(Stored data entries)
——————

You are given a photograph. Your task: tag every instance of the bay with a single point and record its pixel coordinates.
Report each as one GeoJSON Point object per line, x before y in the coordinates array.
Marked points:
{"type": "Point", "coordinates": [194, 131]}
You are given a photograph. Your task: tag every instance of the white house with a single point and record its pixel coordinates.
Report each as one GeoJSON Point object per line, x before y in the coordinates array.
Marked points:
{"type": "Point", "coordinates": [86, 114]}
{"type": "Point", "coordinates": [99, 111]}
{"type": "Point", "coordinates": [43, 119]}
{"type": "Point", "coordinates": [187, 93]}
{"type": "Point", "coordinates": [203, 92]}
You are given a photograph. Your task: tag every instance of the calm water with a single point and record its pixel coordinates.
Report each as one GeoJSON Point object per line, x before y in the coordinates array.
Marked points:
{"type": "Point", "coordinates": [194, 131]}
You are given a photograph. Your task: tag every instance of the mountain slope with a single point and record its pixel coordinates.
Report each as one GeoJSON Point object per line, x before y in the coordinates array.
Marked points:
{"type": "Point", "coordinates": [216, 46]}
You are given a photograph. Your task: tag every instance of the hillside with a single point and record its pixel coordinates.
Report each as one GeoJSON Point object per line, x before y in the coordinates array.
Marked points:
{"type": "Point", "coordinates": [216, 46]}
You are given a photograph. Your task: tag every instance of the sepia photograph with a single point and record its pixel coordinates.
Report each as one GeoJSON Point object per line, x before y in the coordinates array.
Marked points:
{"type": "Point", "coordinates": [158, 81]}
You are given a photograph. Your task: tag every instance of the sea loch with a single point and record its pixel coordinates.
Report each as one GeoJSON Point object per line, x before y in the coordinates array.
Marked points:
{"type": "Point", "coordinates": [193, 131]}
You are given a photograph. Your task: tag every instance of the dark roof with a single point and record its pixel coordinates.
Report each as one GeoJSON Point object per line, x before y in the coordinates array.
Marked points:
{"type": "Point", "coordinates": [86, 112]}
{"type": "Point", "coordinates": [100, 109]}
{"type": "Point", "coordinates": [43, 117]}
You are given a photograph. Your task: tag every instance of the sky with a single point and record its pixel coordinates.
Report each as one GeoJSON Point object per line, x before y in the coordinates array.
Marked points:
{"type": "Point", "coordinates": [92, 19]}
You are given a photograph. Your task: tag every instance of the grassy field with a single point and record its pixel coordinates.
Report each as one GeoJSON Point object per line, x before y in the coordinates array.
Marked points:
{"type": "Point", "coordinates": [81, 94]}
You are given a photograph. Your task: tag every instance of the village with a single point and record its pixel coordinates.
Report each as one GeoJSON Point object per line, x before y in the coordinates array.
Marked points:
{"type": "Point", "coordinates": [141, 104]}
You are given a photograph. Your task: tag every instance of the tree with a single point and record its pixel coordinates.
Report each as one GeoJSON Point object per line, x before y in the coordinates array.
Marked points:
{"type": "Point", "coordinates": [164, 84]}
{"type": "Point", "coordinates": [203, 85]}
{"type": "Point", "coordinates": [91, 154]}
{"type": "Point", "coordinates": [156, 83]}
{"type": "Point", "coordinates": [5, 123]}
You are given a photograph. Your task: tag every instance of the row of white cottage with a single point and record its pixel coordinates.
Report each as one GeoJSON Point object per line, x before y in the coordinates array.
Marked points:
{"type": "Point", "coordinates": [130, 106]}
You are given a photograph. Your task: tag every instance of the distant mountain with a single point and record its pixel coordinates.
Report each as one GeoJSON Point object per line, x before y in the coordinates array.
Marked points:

——————

DESCRIPTION OF THE TASK:
Copy out every entry exactly.

EXERCISE OUTPUT:
You are given a photograph. Your task: tag every instance of the bay with a single point and record its pixel coordinates.
Report each as one GeoJSON Point object per line, x before y in the coordinates array.
Marked points:
{"type": "Point", "coordinates": [194, 131]}
You are given a photograph. Your task: tag every instance of the white house with a single point and record its pixel coordinates.
Report each as one GeoJSON Point object per line, x before y in the coordinates array.
Marked points:
{"type": "Point", "coordinates": [86, 114]}
{"type": "Point", "coordinates": [99, 111]}
{"type": "Point", "coordinates": [43, 119]}
{"type": "Point", "coordinates": [187, 93]}
{"type": "Point", "coordinates": [203, 92]}
You are given a photograph. Your task: tag every instance of the calm water with a single point and record its pixel coordinates.
Report each as one GeoJSON Point object per line, x before y in the coordinates array.
Marked points:
{"type": "Point", "coordinates": [194, 131]}
You are given a photograph. Your task: tag every instance of the mountain slope with a single point and record its pixel coordinates.
Report each as one GeoJSON Point object per line, x before y in the coordinates array.
Marked points:
{"type": "Point", "coordinates": [216, 46]}
You are given a photograph. Your task: tag every instance of the hillside with a single point and record its pixel coordinates.
Report each as one GeoJSON Point object per line, x before y in the coordinates array.
Marked points:
{"type": "Point", "coordinates": [216, 46]}
You are given a photograph. Your task: tag every instance of the sepia photograph with a single point and record its pixel coordinates.
Report each as one GeoJSON Point object per line, x before y in the coordinates array.
Marked points:
{"type": "Point", "coordinates": [158, 81]}
You are given a photograph. Your task: tag every instance of the sea loch with a single point and record its pixel coordinates.
Report each as one GeoJSON Point object per line, x before y in the coordinates array.
Marked points:
{"type": "Point", "coordinates": [193, 131]}
You are given a photograph. Your task: tag every instance of the dark roof with a single point and record its pixel coordinates.
Report each as one GeoJSON Point object per line, x before y in the coordinates array.
Marked points:
{"type": "Point", "coordinates": [86, 112]}
{"type": "Point", "coordinates": [100, 109]}
{"type": "Point", "coordinates": [43, 117]}
You are given a photograph. Your task: tag every instance of the sky with a single point and record its pixel coordinates.
Report each as one GeoJSON Point object per line, x before y in the coordinates array.
Marked points:
{"type": "Point", "coordinates": [92, 19]}
You are given a photograph. Your task: tag every instance of the grassy field with a single point and record its pixel coordinates.
Report each as one GeoJSON Point object per line, x before y in the coordinates array.
Marked points:
{"type": "Point", "coordinates": [81, 94]}
You are given a photograph. Your task: tag every instance of the village with a single point and record its pixel coordinates.
Report each as one GeoJSON Point object per line, x before y in the coordinates array.
Marked points:
{"type": "Point", "coordinates": [141, 104]}
You are given a photograph. Your task: tag every instance of the tree with a single point and record its pixel coordinates.
Report each as one GeoJSON Point object per line, x before y in the coordinates array.
Marked points:
{"type": "Point", "coordinates": [164, 84]}
{"type": "Point", "coordinates": [203, 85]}
{"type": "Point", "coordinates": [91, 154]}
{"type": "Point", "coordinates": [156, 83]}
{"type": "Point", "coordinates": [5, 123]}
You are given a photograph. Your task: tag every instance of the row of white cottage with a single point and record its pixel coordinates.
Report each as one GeoJSON Point object per line, x before y in the coordinates array.
Marked points:
{"type": "Point", "coordinates": [130, 106]}
You are given a photograph. Your task: tag every instance of the distant mountain with a single point and record its pixel coordinates.
Report each as one GeoJSON Point object per line, x before y in the coordinates array.
Marked points:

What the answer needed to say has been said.